== СУТЬ ЗАДАНИЯ ==
Ответьте по интервью с историком Василием Расевичем:
(a) Кто, по словам Расевича, уступил место Шухевичу как пример смены людей в военной форме?
(b) Какую должность занимал Александр Шлапак при Яценюке?
(c) Чего, по мнению Расевича, не произошло в Украине в 1991 году?

Василий Расевич: история — не инструмент патриотического воспитания
Во что вылилась декоммунизация, почему история — не инструмент патриотического воспитания, о какой Украине мечтали в ОУН и стоит ли навязывать локальную память всей стране — в интервью "Хадашот" с историком и эссеистом, гостем образовательного фестиваля «Лимуд» Василием Расевичем.
— Три года страну разрывали споры о декоммунизации, и вот она практически завершена. Насколько украинское общество отрефлексировало этот процесс? Где кающиеся секретари райкомов и обкомов, офицеры КГБ и комсомольские вожаки, многие из которых являются частью нынешних элит?
— Декоммунизация вылилась в чисто формальный процесс — переименование улиц и замену одних памятников на другие. Это просто новый идеологический этап — одни люди в военной форме, скажем Ватутин, — уступили место другим, тоже в форме — Шухевичу, например. Так будет происходить каждый раз со сменой власти и исторической парадигмы.
— Не смешно ли думать, что от атавизмов коммунистической идеологии можно избавиться, сменив табличку с неудобным названием улицы? Почему мы так боимся поименно «вспомнить всех, кто поднял руку»? Разве не в этом состоит настоящий катарсис и залог перезагрузки системы?
— В 1991 году не произошло смены элит — Украинская Советская Социалистическая Республика просто получила новое название. Весь советский аппарат стал государственным аппаратом Украины, а верхушка КГБ УССР — люди, боровшиеся с украинским национализмом, — за одну ночь превратились в украинских патриотов. Так сложился украинский коммунистический заповедник под националистическими символами. «Красные директора» стали собственниками «своих» предприятий, как, впрочем, и члены ЦК, и секретари обкомов, монетизировавшие политическую власть в реальный капитал. Генералы КГБ, контролировавшие границу, тоже быстро обросли жирком — благодаря контрабанде и не только. А потом эти персонажи начали крышевать бизнес — вот вам и новая экономическая элита.
В результате даже в нынешнем правительстве сидит бывший секретарь комитета комсомола Львовского университета — ныне первый вице-премьер Степан Кубив, а министром экономики при Яценюке был первый секретарь Львовского обкома комсомола Александр Шлапак. Глава СНБО Александр Турчинов возглавлял в свое время отдел агитации и пропаганды Днепропетровского обкома комсомола, Николай Мартыненко занимал должность первого секретаря Киевского горкома ЛКСМУ и так далее, и тому подобное.
О какой декоммунизации мы говорим? Я вовсе не демонизирую комсомольцев — в советское время активный молодой человек не мог проявить себя в рамках иной идеологической системы. Другое дело, имеют ли право эти люди сегодня представлять национальную элиту.
Я был недавно на открытии памятника ЗУНР во Львове, где выступал Степан Кубив, — большего националиста сложно представить. Там был и Юрий Луценко, отметивший, что лишь в годы учебы во Львове почувствовал себя украинцем. Вполне допускаю, что это так, но мы же помним, что он говорил в 2003 году об УПА в Донецке, еще возглавляя областную организацию Социалистической партии Украины.

== ИСХОДНЫЕ ДАННЫЕ ==
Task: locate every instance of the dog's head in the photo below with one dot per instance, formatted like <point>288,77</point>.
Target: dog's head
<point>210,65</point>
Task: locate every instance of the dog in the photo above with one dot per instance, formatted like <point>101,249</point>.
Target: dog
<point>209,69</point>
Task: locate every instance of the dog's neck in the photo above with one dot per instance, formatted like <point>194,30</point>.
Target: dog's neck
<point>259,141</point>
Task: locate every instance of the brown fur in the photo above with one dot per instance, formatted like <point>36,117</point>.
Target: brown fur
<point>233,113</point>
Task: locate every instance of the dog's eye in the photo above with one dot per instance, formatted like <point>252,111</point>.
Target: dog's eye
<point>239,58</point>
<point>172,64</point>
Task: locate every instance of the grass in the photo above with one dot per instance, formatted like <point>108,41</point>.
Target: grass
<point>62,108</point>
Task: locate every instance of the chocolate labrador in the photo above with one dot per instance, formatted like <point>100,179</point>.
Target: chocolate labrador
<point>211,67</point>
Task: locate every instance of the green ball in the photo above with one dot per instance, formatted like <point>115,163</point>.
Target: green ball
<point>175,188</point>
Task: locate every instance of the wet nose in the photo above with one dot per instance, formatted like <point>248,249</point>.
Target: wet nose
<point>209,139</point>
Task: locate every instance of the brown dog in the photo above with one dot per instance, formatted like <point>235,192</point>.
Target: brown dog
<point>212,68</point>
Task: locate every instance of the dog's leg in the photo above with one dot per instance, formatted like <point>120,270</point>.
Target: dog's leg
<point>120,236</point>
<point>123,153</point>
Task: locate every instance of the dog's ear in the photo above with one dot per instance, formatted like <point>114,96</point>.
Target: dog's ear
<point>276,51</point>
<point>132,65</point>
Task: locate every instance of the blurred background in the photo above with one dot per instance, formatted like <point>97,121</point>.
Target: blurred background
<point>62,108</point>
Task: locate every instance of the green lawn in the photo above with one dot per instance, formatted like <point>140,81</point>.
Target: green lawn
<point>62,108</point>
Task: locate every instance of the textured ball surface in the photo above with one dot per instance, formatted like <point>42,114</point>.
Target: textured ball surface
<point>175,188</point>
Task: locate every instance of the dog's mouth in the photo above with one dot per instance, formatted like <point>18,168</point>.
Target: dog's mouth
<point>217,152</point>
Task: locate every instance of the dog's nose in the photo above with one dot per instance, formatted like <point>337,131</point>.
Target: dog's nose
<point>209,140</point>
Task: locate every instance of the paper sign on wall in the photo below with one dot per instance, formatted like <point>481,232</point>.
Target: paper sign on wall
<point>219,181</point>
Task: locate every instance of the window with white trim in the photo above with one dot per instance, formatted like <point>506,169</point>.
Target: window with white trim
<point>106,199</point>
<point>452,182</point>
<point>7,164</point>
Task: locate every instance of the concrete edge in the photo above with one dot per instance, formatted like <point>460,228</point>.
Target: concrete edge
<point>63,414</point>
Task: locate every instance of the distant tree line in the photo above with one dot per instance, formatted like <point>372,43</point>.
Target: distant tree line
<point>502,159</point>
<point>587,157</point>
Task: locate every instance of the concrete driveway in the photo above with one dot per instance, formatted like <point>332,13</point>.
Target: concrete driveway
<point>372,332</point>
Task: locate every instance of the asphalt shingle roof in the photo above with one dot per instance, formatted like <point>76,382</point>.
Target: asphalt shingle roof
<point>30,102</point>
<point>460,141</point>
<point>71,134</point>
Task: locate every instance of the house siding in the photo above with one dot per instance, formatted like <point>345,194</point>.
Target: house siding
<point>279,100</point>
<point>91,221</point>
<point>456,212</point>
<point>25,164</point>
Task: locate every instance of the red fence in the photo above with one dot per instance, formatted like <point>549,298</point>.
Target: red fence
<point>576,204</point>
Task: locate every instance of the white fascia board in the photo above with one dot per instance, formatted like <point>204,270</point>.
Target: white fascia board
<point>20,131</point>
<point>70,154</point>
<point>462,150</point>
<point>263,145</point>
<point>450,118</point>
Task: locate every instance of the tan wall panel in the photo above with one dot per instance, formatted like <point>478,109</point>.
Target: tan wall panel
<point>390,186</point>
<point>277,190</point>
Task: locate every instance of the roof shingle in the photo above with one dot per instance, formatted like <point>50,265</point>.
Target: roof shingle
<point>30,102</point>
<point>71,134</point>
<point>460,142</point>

== РЕЗУЛЬТАТ ЗАДАНИЯ ==
(a) Ватутин.
(b) Министр экономики.
(c) Смены элит.